Data supplied:
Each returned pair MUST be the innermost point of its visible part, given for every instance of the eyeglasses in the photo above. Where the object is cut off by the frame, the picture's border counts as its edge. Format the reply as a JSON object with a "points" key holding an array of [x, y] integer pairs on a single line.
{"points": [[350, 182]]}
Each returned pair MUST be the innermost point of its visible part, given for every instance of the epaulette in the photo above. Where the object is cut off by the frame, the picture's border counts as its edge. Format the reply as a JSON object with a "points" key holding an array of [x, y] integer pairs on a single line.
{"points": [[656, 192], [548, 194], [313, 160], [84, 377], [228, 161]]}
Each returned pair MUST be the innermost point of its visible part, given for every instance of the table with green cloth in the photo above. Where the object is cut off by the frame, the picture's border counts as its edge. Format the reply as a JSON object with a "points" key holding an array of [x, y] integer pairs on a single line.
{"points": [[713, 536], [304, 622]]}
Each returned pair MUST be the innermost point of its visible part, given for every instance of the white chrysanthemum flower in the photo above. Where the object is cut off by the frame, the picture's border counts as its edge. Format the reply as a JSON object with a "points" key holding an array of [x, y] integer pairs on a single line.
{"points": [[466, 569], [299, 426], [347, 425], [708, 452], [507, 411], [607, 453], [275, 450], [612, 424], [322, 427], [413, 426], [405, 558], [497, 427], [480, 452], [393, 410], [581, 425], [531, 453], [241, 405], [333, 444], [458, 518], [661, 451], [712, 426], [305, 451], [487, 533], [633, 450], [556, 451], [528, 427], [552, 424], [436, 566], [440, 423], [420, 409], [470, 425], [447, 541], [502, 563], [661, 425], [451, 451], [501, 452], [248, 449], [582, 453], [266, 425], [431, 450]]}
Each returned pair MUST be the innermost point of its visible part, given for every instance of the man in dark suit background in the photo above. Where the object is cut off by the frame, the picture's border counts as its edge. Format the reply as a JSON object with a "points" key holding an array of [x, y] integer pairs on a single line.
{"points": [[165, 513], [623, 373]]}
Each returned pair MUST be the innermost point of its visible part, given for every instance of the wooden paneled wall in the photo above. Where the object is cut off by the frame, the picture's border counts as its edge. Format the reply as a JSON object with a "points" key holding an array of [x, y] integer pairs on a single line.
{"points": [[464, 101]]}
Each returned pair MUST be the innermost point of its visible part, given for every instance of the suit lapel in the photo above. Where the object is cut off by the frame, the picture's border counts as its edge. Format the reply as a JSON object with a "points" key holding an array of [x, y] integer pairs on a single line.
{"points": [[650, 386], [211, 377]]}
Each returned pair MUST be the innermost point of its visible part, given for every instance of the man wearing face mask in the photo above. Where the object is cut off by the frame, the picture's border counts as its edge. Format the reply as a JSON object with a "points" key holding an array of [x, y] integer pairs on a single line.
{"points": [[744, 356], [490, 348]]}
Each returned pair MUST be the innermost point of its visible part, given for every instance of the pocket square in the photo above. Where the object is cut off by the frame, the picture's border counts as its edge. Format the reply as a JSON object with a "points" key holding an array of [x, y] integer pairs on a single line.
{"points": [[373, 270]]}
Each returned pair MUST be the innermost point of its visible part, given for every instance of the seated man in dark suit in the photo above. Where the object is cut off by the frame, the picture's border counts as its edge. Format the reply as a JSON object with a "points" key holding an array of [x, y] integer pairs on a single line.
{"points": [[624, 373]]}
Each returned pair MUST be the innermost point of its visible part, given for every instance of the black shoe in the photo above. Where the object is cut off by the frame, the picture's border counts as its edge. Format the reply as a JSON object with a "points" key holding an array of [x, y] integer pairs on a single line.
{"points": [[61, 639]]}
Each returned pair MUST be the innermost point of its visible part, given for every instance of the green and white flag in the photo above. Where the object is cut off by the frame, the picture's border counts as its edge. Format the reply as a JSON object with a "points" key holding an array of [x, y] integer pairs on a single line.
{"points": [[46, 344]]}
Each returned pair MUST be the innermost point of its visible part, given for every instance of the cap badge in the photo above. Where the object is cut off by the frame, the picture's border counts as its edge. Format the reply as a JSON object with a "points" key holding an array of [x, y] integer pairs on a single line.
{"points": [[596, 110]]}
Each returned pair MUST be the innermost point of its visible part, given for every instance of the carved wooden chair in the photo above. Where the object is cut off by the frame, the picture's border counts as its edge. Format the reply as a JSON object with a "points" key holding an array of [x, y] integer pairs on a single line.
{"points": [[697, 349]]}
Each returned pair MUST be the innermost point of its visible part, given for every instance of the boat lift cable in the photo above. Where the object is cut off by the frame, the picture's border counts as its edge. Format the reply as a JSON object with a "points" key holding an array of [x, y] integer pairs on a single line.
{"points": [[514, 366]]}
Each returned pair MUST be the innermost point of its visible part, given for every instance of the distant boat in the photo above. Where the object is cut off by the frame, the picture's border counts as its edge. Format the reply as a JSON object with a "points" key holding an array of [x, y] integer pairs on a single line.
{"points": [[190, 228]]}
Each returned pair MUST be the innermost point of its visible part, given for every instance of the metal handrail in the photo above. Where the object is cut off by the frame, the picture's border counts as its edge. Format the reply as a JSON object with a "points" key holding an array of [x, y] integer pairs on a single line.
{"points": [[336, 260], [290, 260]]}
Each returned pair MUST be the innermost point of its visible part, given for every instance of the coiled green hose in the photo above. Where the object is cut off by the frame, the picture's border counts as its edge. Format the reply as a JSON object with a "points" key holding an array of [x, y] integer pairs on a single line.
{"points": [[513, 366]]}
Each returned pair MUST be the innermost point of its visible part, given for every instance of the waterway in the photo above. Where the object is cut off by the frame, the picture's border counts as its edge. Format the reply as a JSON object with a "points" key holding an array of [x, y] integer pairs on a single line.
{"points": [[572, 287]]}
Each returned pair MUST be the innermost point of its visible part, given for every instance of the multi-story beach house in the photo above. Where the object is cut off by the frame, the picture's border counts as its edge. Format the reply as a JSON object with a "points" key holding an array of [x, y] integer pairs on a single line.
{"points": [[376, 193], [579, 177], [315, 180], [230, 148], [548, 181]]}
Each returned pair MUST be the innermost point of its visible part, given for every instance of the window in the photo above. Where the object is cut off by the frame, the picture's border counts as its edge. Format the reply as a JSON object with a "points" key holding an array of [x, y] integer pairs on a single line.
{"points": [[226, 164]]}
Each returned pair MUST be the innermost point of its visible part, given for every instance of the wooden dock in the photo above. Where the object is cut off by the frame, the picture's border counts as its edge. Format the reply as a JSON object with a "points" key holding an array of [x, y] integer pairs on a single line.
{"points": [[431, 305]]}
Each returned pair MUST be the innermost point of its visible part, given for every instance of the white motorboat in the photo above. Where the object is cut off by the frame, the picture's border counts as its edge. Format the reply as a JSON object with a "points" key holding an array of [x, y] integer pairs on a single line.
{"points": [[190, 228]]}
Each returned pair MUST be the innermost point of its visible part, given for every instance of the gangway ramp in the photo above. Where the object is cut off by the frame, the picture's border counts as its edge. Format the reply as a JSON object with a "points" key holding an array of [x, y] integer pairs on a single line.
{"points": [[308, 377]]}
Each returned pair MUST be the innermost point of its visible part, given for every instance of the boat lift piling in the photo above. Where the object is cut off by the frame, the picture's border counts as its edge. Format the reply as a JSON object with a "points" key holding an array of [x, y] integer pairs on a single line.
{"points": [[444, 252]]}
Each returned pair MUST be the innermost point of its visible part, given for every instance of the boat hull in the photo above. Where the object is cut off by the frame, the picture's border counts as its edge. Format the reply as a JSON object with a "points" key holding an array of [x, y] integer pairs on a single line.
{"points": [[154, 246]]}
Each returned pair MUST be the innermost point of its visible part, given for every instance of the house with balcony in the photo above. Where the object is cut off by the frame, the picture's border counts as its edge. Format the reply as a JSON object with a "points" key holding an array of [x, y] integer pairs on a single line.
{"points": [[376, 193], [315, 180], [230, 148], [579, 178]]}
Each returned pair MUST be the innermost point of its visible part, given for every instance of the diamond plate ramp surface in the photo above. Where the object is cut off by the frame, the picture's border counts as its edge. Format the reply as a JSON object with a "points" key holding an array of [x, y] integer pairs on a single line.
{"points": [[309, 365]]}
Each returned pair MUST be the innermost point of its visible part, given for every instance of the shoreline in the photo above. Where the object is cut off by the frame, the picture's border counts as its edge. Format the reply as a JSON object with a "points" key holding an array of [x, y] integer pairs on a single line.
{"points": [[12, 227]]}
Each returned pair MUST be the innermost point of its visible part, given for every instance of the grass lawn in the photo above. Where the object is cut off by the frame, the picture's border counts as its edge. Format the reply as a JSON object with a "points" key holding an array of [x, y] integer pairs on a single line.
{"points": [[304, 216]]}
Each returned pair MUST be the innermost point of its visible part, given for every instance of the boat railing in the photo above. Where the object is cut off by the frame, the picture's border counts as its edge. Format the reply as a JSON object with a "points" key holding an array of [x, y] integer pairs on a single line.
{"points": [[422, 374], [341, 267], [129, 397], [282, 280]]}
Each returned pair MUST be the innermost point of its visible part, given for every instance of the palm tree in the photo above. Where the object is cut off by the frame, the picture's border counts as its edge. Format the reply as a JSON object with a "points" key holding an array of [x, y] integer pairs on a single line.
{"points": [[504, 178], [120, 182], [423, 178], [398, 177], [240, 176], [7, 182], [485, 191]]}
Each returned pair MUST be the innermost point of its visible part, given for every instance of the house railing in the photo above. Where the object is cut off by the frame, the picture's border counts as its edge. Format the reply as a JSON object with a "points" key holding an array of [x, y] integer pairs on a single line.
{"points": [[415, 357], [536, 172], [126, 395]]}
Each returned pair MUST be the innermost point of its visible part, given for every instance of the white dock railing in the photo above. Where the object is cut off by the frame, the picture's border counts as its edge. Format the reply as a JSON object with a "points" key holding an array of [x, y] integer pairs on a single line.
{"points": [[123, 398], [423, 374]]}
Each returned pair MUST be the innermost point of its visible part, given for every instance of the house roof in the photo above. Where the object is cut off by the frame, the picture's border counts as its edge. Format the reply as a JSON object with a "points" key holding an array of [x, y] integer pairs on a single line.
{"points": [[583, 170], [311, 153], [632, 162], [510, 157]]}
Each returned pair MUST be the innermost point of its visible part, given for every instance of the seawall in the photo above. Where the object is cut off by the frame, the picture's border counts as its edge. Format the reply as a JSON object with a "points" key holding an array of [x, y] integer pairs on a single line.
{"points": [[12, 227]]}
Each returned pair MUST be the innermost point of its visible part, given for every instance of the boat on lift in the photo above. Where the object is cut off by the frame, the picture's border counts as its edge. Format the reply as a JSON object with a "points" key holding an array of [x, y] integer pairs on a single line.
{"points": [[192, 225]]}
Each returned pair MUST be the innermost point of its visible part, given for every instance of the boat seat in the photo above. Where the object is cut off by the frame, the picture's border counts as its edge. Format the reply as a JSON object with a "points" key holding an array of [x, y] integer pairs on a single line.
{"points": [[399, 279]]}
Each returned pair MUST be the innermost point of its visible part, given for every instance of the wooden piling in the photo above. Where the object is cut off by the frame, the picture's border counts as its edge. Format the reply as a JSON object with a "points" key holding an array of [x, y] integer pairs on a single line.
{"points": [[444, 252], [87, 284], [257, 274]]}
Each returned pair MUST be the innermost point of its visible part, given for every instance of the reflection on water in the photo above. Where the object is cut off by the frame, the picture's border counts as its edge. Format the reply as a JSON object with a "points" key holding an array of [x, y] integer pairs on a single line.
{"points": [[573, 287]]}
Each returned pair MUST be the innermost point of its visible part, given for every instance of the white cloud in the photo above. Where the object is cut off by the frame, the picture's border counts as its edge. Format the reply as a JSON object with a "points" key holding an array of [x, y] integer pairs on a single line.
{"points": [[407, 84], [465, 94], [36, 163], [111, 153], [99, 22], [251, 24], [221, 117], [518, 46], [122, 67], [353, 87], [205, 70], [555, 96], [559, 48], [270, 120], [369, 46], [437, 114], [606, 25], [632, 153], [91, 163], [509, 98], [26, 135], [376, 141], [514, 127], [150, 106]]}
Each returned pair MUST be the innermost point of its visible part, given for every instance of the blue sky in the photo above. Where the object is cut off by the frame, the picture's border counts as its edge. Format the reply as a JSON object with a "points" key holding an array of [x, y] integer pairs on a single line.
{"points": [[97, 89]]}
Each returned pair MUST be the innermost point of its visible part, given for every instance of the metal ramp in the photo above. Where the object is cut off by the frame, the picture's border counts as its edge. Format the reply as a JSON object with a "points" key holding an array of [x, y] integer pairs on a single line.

The problem: Repeat only the stretch of lines that begins at the line containing "of the blue" and ends at the last line above, both included.

Exercise answer:
Each returned pair MUST be the innermost point of its visible part, given for every instance of the blue sky in the photo above. Where the object is cut off by the frame, the picture's border counts as its edge. Format the reply as a JSON object with a "points" key holding an array of [x, y] integer pairs on a single line.
{"points": [[97, 89]]}
Each returned pair MUST be the innermost point of its visible part, given for every instance of the metal ramp in the photo above. Where the object is cut off by the frame, the picture's border counts as its edge. Format the reply as a JSON object with a "points" key holding an array of [x, y] integer pairs on a single line.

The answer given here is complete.